### WHAT IS ASKED
Can you format every line of the listing below as a numbered list, skipping the blank lines and leaving the pictures out?
━━━━━━━━━━━━━━━━
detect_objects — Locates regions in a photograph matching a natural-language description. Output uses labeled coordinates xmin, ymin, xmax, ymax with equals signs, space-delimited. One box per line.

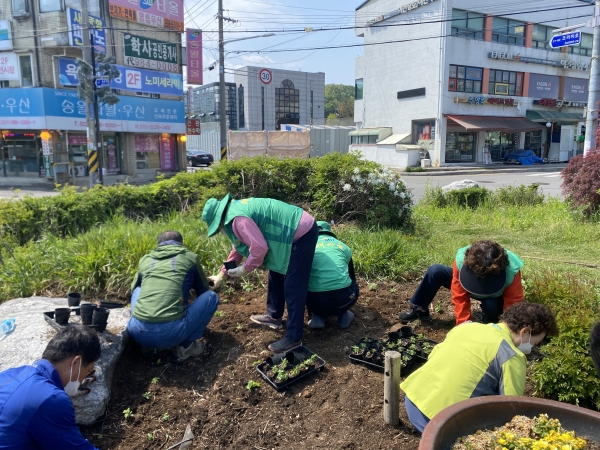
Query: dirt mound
xmin=82 ymin=282 xmax=454 ymax=450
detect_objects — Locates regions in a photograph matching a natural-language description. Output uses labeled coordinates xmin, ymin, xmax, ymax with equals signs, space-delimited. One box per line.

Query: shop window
xmin=492 ymin=17 xmax=525 ymax=47
xmin=19 ymin=55 xmax=33 ymax=87
xmin=488 ymin=70 xmax=524 ymax=96
xmin=452 ymin=9 xmax=485 ymax=41
xmin=354 ymin=78 xmax=363 ymax=100
xmin=448 ymin=65 xmax=483 ymax=94
xmin=40 ymin=0 xmax=65 ymax=12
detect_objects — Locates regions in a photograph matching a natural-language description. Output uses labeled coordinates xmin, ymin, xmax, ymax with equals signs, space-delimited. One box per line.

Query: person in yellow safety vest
xmin=400 ymin=302 xmax=558 ymax=432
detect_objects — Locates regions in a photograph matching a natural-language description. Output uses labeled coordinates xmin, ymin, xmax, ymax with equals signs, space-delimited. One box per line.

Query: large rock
xmin=0 ymin=297 xmax=130 ymax=425
xmin=442 ymin=180 xmax=479 ymax=192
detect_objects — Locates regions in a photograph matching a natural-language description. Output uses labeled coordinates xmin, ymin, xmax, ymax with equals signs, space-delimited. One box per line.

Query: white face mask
xmin=517 ymin=333 xmax=533 ymax=355
xmin=65 ymin=360 xmax=82 ymax=397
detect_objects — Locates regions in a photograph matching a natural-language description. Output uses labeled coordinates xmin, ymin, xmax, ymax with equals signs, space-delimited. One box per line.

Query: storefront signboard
xmin=367 ymin=0 xmax=435 ymax=26
xmin=133 ymin=134 xmax=158 ymax=153
xmin=0 ymin=52 xmax=21 ymax=81
xmin=58 ymin=58 xmax=183 ymax=95
xmin=0 ymin=88 xmax=185 ymax=134
xmin=454 ymin=97 xmax=519 ymax=107
xmin=0 ymin=20 xmax=12 ymax=50
xmin=108 ymin=0 xmax=183 ymax=31
xmin=565 ymin=77 xmax=589 ymax=102
xmin=488 ymin=50 xmax=590 ymax=71
xmin=123 ymin=33 xmax=177 ymax=73
xmin=185 ymin=28 xmax=204 ymax=84
xmin=529 ymin=73 xmax=560 ymax=98
xmin=67 ymin=8 xmax=106 ymax=53
xmin=160 ymin=136 xmax=175 ymax=171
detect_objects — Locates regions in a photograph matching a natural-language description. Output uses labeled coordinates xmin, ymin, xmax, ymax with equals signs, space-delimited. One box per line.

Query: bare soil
xmin=82 ymin=281 xmax=454 ymax=450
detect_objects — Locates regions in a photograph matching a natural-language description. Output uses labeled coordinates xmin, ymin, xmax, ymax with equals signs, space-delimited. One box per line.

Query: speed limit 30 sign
xmin=258 ymin=69 xmax=273 ymax=84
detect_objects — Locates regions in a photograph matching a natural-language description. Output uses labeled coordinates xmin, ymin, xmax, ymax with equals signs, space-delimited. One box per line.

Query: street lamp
xmin=219 ymin=4 xmax=275 ymax=159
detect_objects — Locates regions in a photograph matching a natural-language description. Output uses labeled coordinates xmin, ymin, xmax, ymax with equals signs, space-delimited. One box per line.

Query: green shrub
xmin=525 ymin=270 xmax=600 ymax=409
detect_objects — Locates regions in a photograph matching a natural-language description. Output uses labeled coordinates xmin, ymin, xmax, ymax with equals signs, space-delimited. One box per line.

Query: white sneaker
xmin=175 ymin=341 xmax=204 ymax=362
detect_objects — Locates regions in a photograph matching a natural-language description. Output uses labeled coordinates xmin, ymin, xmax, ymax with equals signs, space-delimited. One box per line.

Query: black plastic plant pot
xmin=400 ymin=326 xmax=413 ymax=338
xmin=54 ymin=308 xmax=71 ymax=325
xmin=67 ymin=292 xmax=81 ymax=306
xmin=80 ymin=303 xmax=97 ymax=325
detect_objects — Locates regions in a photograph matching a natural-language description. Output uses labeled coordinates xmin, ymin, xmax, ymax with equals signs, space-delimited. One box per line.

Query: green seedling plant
xmin=246 ymin=380 xmax=260 ymax=392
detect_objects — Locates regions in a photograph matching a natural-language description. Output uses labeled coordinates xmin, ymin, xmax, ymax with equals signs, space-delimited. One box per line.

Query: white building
xmin=234 ymin=66 xmax=325 ymax=131
xmin=351 ymin=0 xmax=594 ymax=165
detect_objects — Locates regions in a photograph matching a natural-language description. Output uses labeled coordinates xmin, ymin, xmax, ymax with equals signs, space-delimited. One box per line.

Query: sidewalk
xmin=392 ymin=163 xmax=567 ymax=177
━━━━━━━━━━━━━━━━
### TASK OUTPUT
1. detect_objects — Locates regions in a photograph matching a natural-language description. Output uses labeled coordinates xmin, ymin, xmax, ymax with equals signs, space-delimited. One box per line.
2. Query: dirt mound
3. xmin=82 ymin=282 xmax=454 ymax=450
4. detect_objects — Locates regions in a photograph matching a natural-language description. Output uses labeled coordinates xmin, ymin, xmax, ymax with equals signs, space-delimited. One box per line.
5. Query: shop window
6. xmin=492 ymin=17 xmax=525 ymax=47
7. xmin=19 ymin=55 xmax=33 ymax=87
8. xmin=488 ymin=70 xmax=524 ymax=96
9. xmin=452 ymin=9 xmax=485 ymax=41
10. xmin=354 ymin=78 xmax=363 ymax=100
11. xmin=448 ymin=65 xmax=483 ymax=94
12. xmin=40 ymin=0 xmax=65 ymax=12
13. detect_objects — Locates regions in a photograph matching a natural-language description. Output uses labeled coordinates xmin, ymin, xmax, ymax with equals signs, space-delimited. One box per line.
14. Query: person in yellow safety vest
15. xmin=400 ymin=302 xmax=558 ymax=432
16. detect_objects — Locates regions in a photograph matching a natural-language description. Output uses labeled coordinates xmin, ymin, xmax, ymax with equals signs, space-delimited. One box per line.
17. Query: large rock
18. xmin=0 ymin=297 xmax=130 ymax=425
19. xmin=442 ymin=180 xmax=479 ymax=192
20. detect_objects — Locates regions in a photograph matching a natural-language description. Output uses labeled coordinates xmin, ymin, xmax, ymax with equals signs, space-delimited. One box per line.
21. Query: white face mask
22. xmin=517 ymin=333 xmax=533 ymax=355
23. xmin=65 ymin=360 xmax=82 ymax=397
24. detect_objects — Locates regions in a photograph matching a natural-language description. Output uses labeled coordinates xmin, ymin, xmax, ymax with equals signs, space-delimited. One box per line.
25. Query: storefront signboard
26. xmin=367 ymin=0 xmax=435 ymax=26
27. xmin=133 ymin=134 xmax=158 ymax=153
28. xmin=0 ymin=52 xmax=21 ymax=81
29. xmin=58 ymin=58 xmax=183 ymax=95
30. xmin=0 ymin=88 xmax=185 ymax=134
31. xmin=454 ymin=97 xmax=519 ymax=107
32. xmin=0 ymin=20 xmax=12 ymax=50
33. xmin=108 ymin=0 xmax=183 ymax=31
34. xmin=565 ymin=77 xmax=589 ymax=102
35. xmin=488 ymin=50 xmax=590 ymax=71
36. xmin=123 ymin=33 xmax=177 ymax=73
37. xmin=185 ymin=28 xmax=204 ymax=84
38. xmin=529 ymin=73 xmax=560 ymax=98
39. xmin=67 ymin=8 xmax=106 ymax=53
40. xmin=160 ymin=136 xmax=175 ymax=171
41. detect_objects — Locates regions in a photograph matching a natural-language description. Output uses labeled coordinates xmin, ymin, xmax, ymax with equals signs, space-delimited. One box per line.
42. Query: bare soil
43. xmin=82 ymin=281 xmax=454 ymax=450
44. detect_objects — Locates regions in a photograph matching a natural-language description. Output uses labeled coordinates xmin, ymin, xmax, ymax with equals signs, space-delimited. One box per line.
45. Query: speed limit 30 sign
46. xmin=258 ymin=69 xmax=273 ymax=84
47. detect_objects — Locates regions in a photograph matching a natural-language description. Output uses labeled coordinates xmin, ymin, xmax, ymax with equals signs, space-delimited. One box per line.
48. Query: street lamp
49. xmin=219 ymin=4 xmax=275 ymax=159
50. detect_objects — Locates regions in a photograph matching a natural-language description. Output uses labeled coordinates xmin, ymin, xmax, ymax with equals signs, space-delimited. One box per line.
51. Query: green shrub
52. xmin=525 ymin=270 xmax=600 ymax=409
53. detect_objects — Locates regions in a photograph matching a natural-language description. Output uses labeled coordinates xmin, ymin, xmax, ymax with equals signs, space-delimited. One box per line.
54. Query: white sneaker
55. xmin=175 ymin=341 xmax=204 ymax=362
56. detect_objects — Locates regions in a photograph matching a natural-language description. Output uses labeled coordinates xmin, ymin, xmax, ymax with equals signs, space-delimited. One box per line.
57. Query: black plastic plant pot
58. xmin=400 ymin=326 xmax=413 ymax=338
59. xmin=54 ymin=308 xmax=71 ymax=325
60. xmin=67 ymin=292 xmax=81 ymax=306
61. xmin=80 ymin=303 xmax=97 ymax=325
62. detect_objects — Locates regions in a photograph matching a natural-language description. Output uses labeled coordinates xmin, ymin, xmax, ymax with equals signs, space-delimited. One box per line.
63. Query: green seedling plant
64. xmin=246 ymin=380 xmax=260 ymax=392
65. detect_objects — Locates regions in a photograph matching a natural-language description. Output uses labeled coordinates xmin, ymin, xmax, ymax with equals signs, space-delimited. One box per line.
66. Query: white building
67. xmin=234 ymin=66 xmax=325 ymax=131
68. xmin=351 ymin=0 xmax=594 ymax=165
69. detect_objects — Locates regions in a photograph matching a natural-language description. Output uses labeled coordinates xmin, ymin, xmax, ymax with equals signs, space-delimited. One box per line.
70. Query: sidewalk
71. xmin=392 ymin=163 xmax=567 ymax=177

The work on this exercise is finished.